### Source records
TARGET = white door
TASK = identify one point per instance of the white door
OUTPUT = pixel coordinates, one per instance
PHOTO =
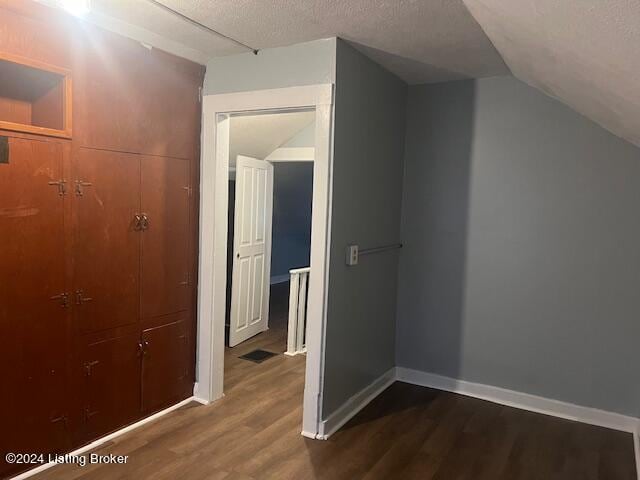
(251, 249)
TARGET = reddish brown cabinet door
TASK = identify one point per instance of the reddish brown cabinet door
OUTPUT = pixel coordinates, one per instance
(165, 364)
(111, 392)
(166, 237)
(106, 192)
(34, 325)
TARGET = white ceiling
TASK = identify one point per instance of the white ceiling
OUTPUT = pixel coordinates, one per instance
(584, 52)
(259, 135)
(420, 40)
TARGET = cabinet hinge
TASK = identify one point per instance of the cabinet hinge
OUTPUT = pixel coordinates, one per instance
(80, 185)
(64, 299)
(88, 414)
(88, 367)
(62, 186)
(64, 419)
(81, 299)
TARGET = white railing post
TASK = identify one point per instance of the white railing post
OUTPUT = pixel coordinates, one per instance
######
*What you are asked to do*: Using the data above, write out every line exactly, leaving the images behind.

*Task result*:
TARGET = white door
TASK = identify one point per instance of the white door
OUTPUT = pixel coordinates, one per instance
PHOTO =
(251, 249)
TARGET = reddish brown cabinet door
TASK = identify one point per instance of the reddish brown cabinet door
OUTPUT = pixel coordinates, one per instance
(165, 364)
(111, 392)
(166, 237)
(106, 192)
(34, 325)
TARGET = white ceiling
TASK = identify one point per instance of the white ceiling
OUTPUT = pixel coordinates, one per instance
(584, 52)
(259, 135)
(420, 40)
TARGET = cabinet hinge
TASK = identify one point per instance of the cabinet hinge
OUTPUT = pixel coordinates, one per instance
(80, 185)
(64, 299)
(88, 414)
(88, 367)
(62, 186)
(64, 419)
(81, 299)
TARGET = white railing post
TASK = identify one point per instance of the white railing post
OUTPUT = pixel coordinates, one per instance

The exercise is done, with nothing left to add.